• _EXTRACT TO READ_
* * * *

A court may rely on pleadings alone to determine an appropriate remedy for civil contempt. In re General Motors Corp., 110 F.3d 1003, 1016 (4th Cir. 1997). An evidentiary hearing is not necessary "if, given the nature [and] circumstances of the case, the parties had a fair opportunity to present relevant facts [and] arguments to the court, to counter the opponent's submissions." Id. (citing Morales-Feliciano v. Parole Bd. of the Comm. of P.R., 887 F.2d 1 (1st Cir. 1989)). In this action, the court has followed all the necessary due process requirements to rule on AFSCME's application for attorney's fees and costs.
Courts have restricted the award of compensatory damages for civil contempt. "Generally, a compensatory sanction may not exceed the actual loss to the complainant caused by the actions of respondent." In re General Motors Corp., 61 F.3d at 259 (citation and internal quotation marks omitted). Furthermore, a court has limited discretion to modify requests for compensatory damages. "Once the complainant demonstrates actual losses stemming from the contumacious behavior, the Court is not free to exercise its discretion and withhold an order awarding compensatory damages." In re Grand Jury Subpoena of June 12, 1986, 690 F. Supp. 1451, 1453 (D. Md. 1988) (citations omitted).

* * * *

• _Photo object pointing rows_
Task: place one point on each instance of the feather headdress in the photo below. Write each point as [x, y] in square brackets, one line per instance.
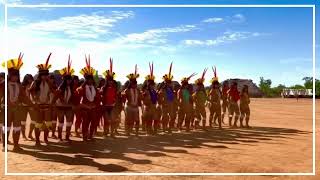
[215, 78]
[14, 63]
[201, 80]
[109, 73]
[150, 77]
[67, 71]
[186, 79]
[135, 75]
[88, 70]
[169, 76]
[44, 68]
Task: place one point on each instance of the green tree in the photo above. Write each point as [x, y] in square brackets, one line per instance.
[308, 82]
[265, 86]
[297, 86]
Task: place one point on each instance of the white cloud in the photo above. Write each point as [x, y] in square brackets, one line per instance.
[238, 18]
[213, 20]
[14, 2]
[296, 60]
[155, 36]
[227, 37]
[81, 26]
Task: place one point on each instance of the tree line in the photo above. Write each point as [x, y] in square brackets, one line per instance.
[265, 87]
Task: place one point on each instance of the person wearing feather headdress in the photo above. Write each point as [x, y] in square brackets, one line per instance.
[132, 97]
[233, 98]
[225, 103]
[40, 90]
[90, 101]
[16, 98]
[109, 98]
[2, 96]
[244, 106]
[76, 102]
[26, 84]
[215, 99]
[63, 100]
[200, 99]
[185, 103]
[150, 102]
[167, 99]
[53, 109]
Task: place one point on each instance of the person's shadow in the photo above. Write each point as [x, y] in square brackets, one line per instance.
[85, 153]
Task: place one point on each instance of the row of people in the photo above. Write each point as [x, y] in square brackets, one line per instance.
[160, 105]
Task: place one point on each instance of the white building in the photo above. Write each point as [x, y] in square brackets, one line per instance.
[297, 92]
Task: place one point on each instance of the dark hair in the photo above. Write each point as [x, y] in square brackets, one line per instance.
[147, 83]
[102, 83]
[75, 78]
[2, 74]
[245, 89]
[63, 85]
[104, 87]
[26, 78]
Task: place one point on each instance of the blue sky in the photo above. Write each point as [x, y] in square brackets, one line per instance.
[275, 43]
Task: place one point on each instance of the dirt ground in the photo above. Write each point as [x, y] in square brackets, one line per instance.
[280, 141]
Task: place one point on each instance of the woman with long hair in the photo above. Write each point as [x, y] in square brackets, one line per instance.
[16, 100]
[89, 101]
[215, 100]
[63, 101]
[40, 90]
[150, 103]
[26, 84]
[244, 106]
[167, 102]
[185, 103]
[133, 101]
[200, 98]
[53, 115]
[76, 102]
[109, 98]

* * * *

• _EXERCISE REQUIREMENTS_
Write what comes next in the legal text on compensatory damages for civil contempt, picking up after its last sentence. The rows can be set aside; they play no part here.

• _RESULT OF THIS TASK_
1. Legal Basis for Attorney's Fees and Costs
A court has the inherent authority to award attorney's fees in a civil contempt proceeding. For example, a court may award attorney's fees and costs for the "`willful disobedience of a court order.'" Chambers v. NASCO, Inc., 501 U.S. 32, 45 (1991) (quoting Alyeska Pipeline Serv. Co. v. Wilderness Soc'y, 421 U.S. 240, 258 (1975)); Strag v. Bd. of Trs., 55 F.3d 943, 955-56 (4th Cir. 1995). "[W]illful disobedience" has been said to require at least "obstinance or recalcitrance." Omega World Travel, Inc. v. Omega Travel Shipping Agencies, Inc., No. 89-3268, 1990 WL 74305, at *4 (4th Cir. May 10, 1990), aff'g 710 F. Supp. 169, 172-73 (E.D. Va. 1989); Capital Source Fin., LLC v. Delco Oil, Inc., 520 F. Supp. 2d 684, 687, 700 (D. Md. 2007); SEC v. Dowdell, No. 3:01CV00116, 2002 U.S. Dist. LEXIS 4522, at *48 (W.D. Va. Mar. 14, 2002); Columbia Gas, 964 F. Supp. at 204; see Wright v. Jackson, 522 F.2d 955, 958 (4th Cir. 1975). "Neglect and carelessness" are insufficient to demonstrate "obstinance and recalcitrance." Omega World Travel, 710 F. Supp. at 173. The court finds that Summerville willfully disobeyed the Injunction by filing the fifth action and that such conduct constitutes "obstinance and recalcitrance" warranting the award of attorney's fees and costs to AFSCME.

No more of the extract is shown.